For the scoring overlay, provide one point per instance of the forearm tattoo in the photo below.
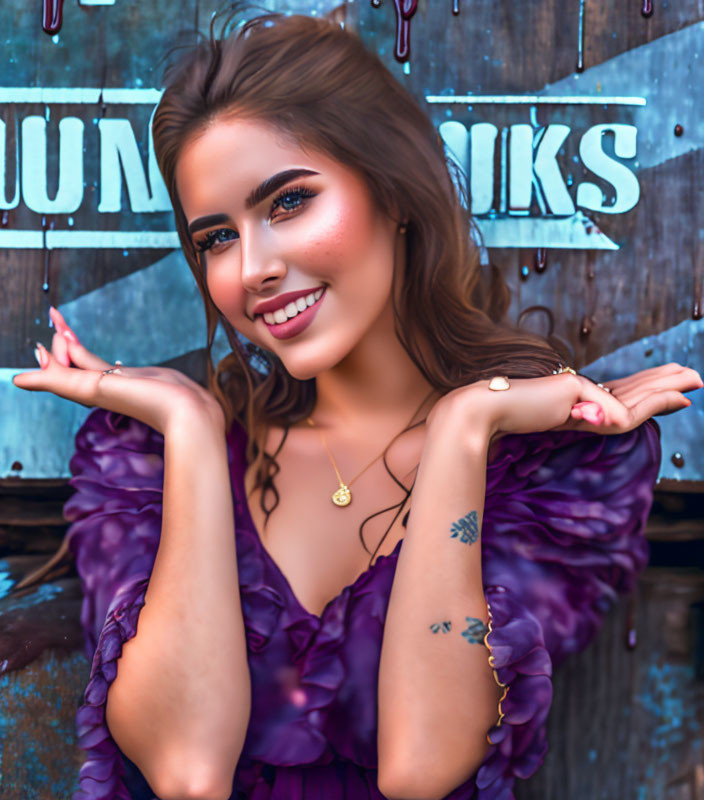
(466, 529)
(475, 633)
(441, 626)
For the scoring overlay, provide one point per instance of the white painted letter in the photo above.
(625, 183)
(34, 185)
(533, 161)
(483, 146)
(119, 146)
(456, 138)
(4, 202)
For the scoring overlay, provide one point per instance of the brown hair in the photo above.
(316, 82)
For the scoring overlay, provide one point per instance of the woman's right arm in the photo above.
(180, 704)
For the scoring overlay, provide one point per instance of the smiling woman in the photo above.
(277, 656)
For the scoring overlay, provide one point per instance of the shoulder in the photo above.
(538, 458)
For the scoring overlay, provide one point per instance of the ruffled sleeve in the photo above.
(562, 537)
(115, 517)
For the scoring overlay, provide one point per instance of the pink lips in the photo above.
(294, 326)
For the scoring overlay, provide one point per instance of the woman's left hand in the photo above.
(571, 402)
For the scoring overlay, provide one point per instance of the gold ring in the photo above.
(499, 383)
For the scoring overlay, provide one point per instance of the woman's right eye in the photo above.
(216, 237)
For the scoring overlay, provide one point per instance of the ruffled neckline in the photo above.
(349, 589)
(503, 452)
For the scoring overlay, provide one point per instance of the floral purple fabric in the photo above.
(562, 536)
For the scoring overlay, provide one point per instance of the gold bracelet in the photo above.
(492, 662)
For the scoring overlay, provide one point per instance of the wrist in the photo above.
(195, 420)
(461, 423)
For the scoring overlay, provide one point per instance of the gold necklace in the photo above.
(342, 496)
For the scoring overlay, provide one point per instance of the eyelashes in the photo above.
(289, 200)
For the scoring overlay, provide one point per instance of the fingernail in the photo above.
(41, 355)
(595, 417)
(61, 325)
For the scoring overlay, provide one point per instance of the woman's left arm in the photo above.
(437, 692)
(438, 697)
* * * * *
→ **WHAT IS REQUIRED**: A faithful copy of every record is required, with no pictures included.

→ **ANSWER FOR THIS EXERCISE**:
For the scoring overlay, provide one point per instance of the forearm tattoo in the photo below.
(466, 529)
(475, 633)
(441, 626)
For the scoring overlay, provide one point per instance of the white painted letter in the photo above.
(625, 183)
(34, 185)
(533, 161)
(483, 146)
(119, 146)
(456, 138)
(4, 202)
For the scoring overlay, provide one point per instance of the brown hair in the photo above.
(316, 82)
For the scoring overlay, provide one point per instance of the woman's right arm in the photo above.
(180, 704)
For the scoring overlay, provide one point per instance of the smiling woman in the photo above.
(277, 656)
For the scoring overlay, provide one point per instance of the shoulder in the photo above.
(538, 458)
For the scoring overlay, provide one point per instance of the ruffled sleeve in the photo above.
(562, 537)
(115, 517)
For the scoring overlay, provide one point per instance of the pink lips in the photo above.
(294, 326)
For the scoring overlay, provide one point per instance of the woman's left hand in the photo above.
(571, 402)
For the scoring overlay, provide one point per instance of the gold ring in the photo above.
(499, 383)
For the scoring overlay, provide one point per instance of the woman's right eye in the photo above.
(216, 237)
For the scoring overlay, provide one point per instance of the ruffled neckline in the photo above.
(349, 589)
(503, 452)
For the scoring overlay, provide one point per instance of the floral purple fabric in the photo above.
(562, 536)
For the scoring overlay, provide one point per instance of the gold bracelet in the photo above.
(492, 662)
For the scoring overlay, provide one point per instance of the wrist in the photo above.
(195, 420)
(461, 423)
For the scoring overlay, provide one point per instance of the gold necklace in the photo above.
(342, 496)
For the scoring overlay, provide one point per instance of the eyelashes in the photo above.
(289, 200)
For the scoring overlay, provide one point per instance of the fingernail in the photo above.
(41, 355)
(595, 417)
(61, 325)
For the scoring overlay, provide one point per instance of the woman's left arm in the photo above.
(437, 692)
(438, 697)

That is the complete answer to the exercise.